### Exercise instructions:
Present the following entries again, word for word and in full.

### Available records:

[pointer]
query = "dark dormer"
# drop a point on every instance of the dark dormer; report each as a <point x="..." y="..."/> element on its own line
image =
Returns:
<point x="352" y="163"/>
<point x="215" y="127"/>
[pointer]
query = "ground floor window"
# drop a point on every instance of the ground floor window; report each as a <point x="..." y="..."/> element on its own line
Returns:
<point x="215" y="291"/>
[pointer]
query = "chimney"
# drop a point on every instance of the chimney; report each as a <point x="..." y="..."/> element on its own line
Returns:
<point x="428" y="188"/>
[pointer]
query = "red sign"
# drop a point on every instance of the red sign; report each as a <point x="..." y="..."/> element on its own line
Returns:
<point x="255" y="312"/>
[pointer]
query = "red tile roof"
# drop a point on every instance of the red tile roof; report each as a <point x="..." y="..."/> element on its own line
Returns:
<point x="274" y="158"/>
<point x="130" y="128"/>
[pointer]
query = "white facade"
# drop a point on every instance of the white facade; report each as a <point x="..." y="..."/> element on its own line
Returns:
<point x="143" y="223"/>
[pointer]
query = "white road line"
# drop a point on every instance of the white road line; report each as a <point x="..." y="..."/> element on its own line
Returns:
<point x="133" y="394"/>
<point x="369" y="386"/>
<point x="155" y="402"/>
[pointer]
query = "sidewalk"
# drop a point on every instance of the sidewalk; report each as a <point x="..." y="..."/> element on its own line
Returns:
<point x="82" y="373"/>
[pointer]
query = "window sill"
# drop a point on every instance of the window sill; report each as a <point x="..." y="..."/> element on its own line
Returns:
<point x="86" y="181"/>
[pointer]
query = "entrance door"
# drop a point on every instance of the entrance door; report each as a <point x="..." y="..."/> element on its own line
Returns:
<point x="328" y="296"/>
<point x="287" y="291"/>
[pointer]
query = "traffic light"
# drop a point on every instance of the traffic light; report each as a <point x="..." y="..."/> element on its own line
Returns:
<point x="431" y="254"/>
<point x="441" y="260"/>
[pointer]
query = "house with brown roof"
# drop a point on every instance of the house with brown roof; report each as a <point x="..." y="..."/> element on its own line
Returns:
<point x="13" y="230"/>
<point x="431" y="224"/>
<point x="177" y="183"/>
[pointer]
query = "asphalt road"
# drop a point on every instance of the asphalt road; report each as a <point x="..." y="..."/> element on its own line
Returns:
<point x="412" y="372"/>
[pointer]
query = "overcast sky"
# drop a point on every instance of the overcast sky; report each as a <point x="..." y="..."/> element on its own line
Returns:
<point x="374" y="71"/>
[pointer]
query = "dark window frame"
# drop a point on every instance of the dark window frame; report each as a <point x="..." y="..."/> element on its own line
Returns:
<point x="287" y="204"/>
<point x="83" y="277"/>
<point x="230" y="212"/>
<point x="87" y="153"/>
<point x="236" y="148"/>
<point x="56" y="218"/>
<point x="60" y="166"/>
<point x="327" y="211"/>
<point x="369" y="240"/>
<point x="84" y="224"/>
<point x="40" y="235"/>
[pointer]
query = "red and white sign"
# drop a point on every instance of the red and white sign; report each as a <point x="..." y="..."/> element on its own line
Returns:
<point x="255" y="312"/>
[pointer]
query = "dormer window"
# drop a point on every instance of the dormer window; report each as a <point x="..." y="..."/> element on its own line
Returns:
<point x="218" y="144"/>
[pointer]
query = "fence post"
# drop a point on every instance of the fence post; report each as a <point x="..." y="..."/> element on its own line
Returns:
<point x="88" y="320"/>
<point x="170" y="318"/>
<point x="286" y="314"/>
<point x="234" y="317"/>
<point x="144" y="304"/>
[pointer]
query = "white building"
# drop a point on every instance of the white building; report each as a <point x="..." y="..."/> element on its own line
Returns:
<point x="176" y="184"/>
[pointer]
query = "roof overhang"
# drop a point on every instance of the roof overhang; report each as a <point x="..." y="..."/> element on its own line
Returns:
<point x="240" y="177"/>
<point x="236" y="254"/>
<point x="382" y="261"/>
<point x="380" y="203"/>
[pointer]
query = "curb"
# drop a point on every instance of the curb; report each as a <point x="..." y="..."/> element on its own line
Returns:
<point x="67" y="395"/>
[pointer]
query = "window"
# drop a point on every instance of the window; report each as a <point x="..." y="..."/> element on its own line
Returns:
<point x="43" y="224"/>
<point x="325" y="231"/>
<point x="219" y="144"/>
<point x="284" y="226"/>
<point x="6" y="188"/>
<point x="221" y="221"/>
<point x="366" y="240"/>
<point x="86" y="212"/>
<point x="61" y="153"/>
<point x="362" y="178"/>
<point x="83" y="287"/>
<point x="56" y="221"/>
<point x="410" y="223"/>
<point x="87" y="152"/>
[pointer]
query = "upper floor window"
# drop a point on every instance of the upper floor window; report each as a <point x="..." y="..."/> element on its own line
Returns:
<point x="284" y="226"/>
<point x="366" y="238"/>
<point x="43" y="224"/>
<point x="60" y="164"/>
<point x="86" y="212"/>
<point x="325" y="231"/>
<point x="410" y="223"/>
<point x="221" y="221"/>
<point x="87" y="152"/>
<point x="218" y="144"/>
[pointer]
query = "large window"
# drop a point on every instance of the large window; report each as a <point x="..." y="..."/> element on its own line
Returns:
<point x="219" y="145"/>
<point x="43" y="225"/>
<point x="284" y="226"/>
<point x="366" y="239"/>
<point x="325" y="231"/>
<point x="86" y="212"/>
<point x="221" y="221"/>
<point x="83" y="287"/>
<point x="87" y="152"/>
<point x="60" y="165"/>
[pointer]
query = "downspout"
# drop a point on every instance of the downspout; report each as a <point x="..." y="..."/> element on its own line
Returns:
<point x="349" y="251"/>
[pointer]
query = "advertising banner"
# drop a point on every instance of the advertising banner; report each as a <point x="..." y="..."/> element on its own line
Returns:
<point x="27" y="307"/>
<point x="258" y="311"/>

### Exercise answer:
[pointer]
query = "dark dormer"
# drop a point on every instance of the dark dormer; report each as a <point x="..." y="..."/> element on its own line
image =
Returns:
<point x="352" y="163"/>
<point x="215" y="127"/>
[pointer]
query = "ground floor window"
# drop a point on every instance of the ground floor window; report each as a <point x="..." y="..."/> element on its own line
Returns:
<point x="215" y="291"/>
[pointer]
query = "chimney"
# drop a point on every instance of the chimney; report each as a <point x="..." y="..."/> element on its own line
Returns:
<point x="428" y="188"/>
[pointer]
query = "red sign"
# drop a point on every instance of the red sign; report each as a <point x="..." y="..."/> element on its own line
Returns:
<point x="255" y="312"/>
[pointer]
query = "red tile roof"
# drop a point on every instance of the red tile roof; report each as a <point x="..." y="..."/> element on its own line
Returns:
<point x="274" y="158"/>
<point x="130" y="128"/>
[pointer]
query = "white facade"
# drop a point on every instance of the white facade; report each as a <point x="..." y="..."/> element on its own line
Returns:
<point x="143" y="223"/>
[pointer]
query = "white road line"
# drop a point on every instance of the white road line; report each as a <point x="..." y="..."/> element on its own line
Returns:
<point x="133" y="394"/>
<point x="369" y="386"/>
<point x="155" y="402"/>
[pointer]
query = "sidewalk"
# drop a point on every instance of the sidewalk; report each as a <point x="..." y="..."/> element on its own line
Returns:
<point x="82" y="373"/>
[pointer]
query = "window sill"
# drop a point on every instance of the window sill; report each as a <point x="..." y="..."/> element on its own line
Returns:
<point x="86" y="181"/>
[pointer]
query = "entrance door"
# drop a point on every instance of the entrance door; report each as a <point x="..." y="..."/> element on its own line
Returns:
<point x="328" y="296"/>
<point x="287" y="291"/>
[pointer]
query = "traffic light"
# drop a point on every instance of the traffic light; report each as a <point x="..." y="..."/> element on its own line
Returns:
<point x="431" y="254"/>
<point x="441" y="260"/>
[pointer]
query = "house with brown roof"
# drop a point on every instance of the house with brown roof; report each as a <point x="..." y="..."/> element on its own line
Returns:
<point x="13" y="230"/>
<point x="431" y="224"/>
<point x="177" y="183"/>
[pointer]
query = "asphalt road"
# drop a point on every instance of the asphalt road; report each as a <point x="..." y="..."/> element on its own line
Returns:
<point x="412" y="372"/>
[pointer]
query = "overcast sky"
# drop a point on every instance of the overcast sky; report each as a <point x="..." y="..."/> element on its own line
Returns:
<point x="374" y="71"/>
[pointer]
query = "dark window frame"
# drop a point on every instance of the dark window frame; report each as a <point x="..." y="..."/> element on its own line
Returns:
<point x="287" y="204"/>
<point x="83" y="277"/>
<point x="230" y="212"/>
<point x="87" y="153"/>
<point x="236" y="148"/>
<point x="56" y="218"/>
<point x="60" y="166"/>
<point x="327" y="211"/>
<point x="369" y="240"/>
<point x="84" y="224"/>
<point x="40" y="235"/>
[pointer]
query = "red and white sign"
# drop a point on every instance of the red and white sign; report each as a <point x="..." y="..."/> element on its own line
Returns:
<point x="255" y="312"/>
[pointer]
query = "dormer window"
# drop a point on every instance of the dormer window; report each as a <point x="..." y="..."/> element on its own line
Returns:
<point x="218" y="144"/>
[pointer]
query = "fence post"
# drop a point on every instance of the fence post; report each as a <point x="..." y="..."/> element on its own line
Returns:
<point x="88" y="320"/>
<point x="170" y="318"/>
<point x="286" y="314"/>
<point x="234" y="317"/>
<point x="144" y="304"/>
[pointer]
query = "white building"
# drop a point on every instance of the white building; report each as a <point x="..." y="..."/> element on its own line
Returns:
<point x="176" y="184"/>
[pointer]
query = "roof overhang"
# drop a point on every instance of the roof overhang; report each as a <point x="..." y="..."/> element on its own line
Returns:
<point x="240" y="177"/>
<point x="236" y="254"/>
<point x="382" y="261"/>
<point x="380" y="203"/>
[pointer]
query = "curb"
# drop a point on every instance of the curb; report each as a <point x="..." y="..."/> element on its own line
Returns:
<point x="67" y="395"/>
[pointer]
query = "window"
# drop a point on every instance of the window; report each as a <point x="..." y="..."/> element on its own line
Returns:
<point x="43" y="224"/>
<point x="325" y="231"/>
<point x="219" y="144"/>
<point x="284" y="226"/>
<point x="6" y="188"/>
<point x="221" y="221"/>
<point x="366" y="240"/>
<point x="86" y="212"/>
<point x="61" y="153"/>
<point x="362" y="178"/>
<point x="83" y="287"/>
<point x="56" y="221"/>
<point x="410" y="223"/>
<point x="87" y="152"/>
[pointer]
query = "upper floor window"
# drop a point on every instance of the upper floor window; report each as a <point x="..." y="..."/> element on its own line
Returns:
<point x="284" y="226"/>
<point x="366" y="238"/>
<point x="43" y="224"/>
<point x="60" y="164"/>
<point x="86" y="212"/>
<point x="325" y="231"/>
<point x="410" y="223"/>
<point x="221" y="221"/>
<point x="87" y="152"/>
<point x="218" y="144"/>
[pointer]
query = "large window"
# drop a point on every instance of the large window; report each as a <point x="..." y="..."/> element on its own line
Returns:
<point x="219" y="145"/>
<point x="43" y="225"/>
<point x="284" y="226"/>
<point x="366" y="239"/>
<point x="325" y="231"/>
<point x="86" y="212"/>
<point x="221" y="221"/>
<point x="83" y="287"/>
<point x="87" y="152"/>
<point x="60" y="165"/>
[pointer]
query = "downspout"
# drop a point on every instance of the downspout; report each as a <point x="..." y="..."/> element on its own line
Returns:
<point x="349" y="251"/>
[pointer]
query = "advertising banner"
# drop a point on every instance of the advertising banner; report each as a <point x="..." y="..."/> element on its own line
Returns:
<point x="27" y="307"/>
<point x="258" y="311"/>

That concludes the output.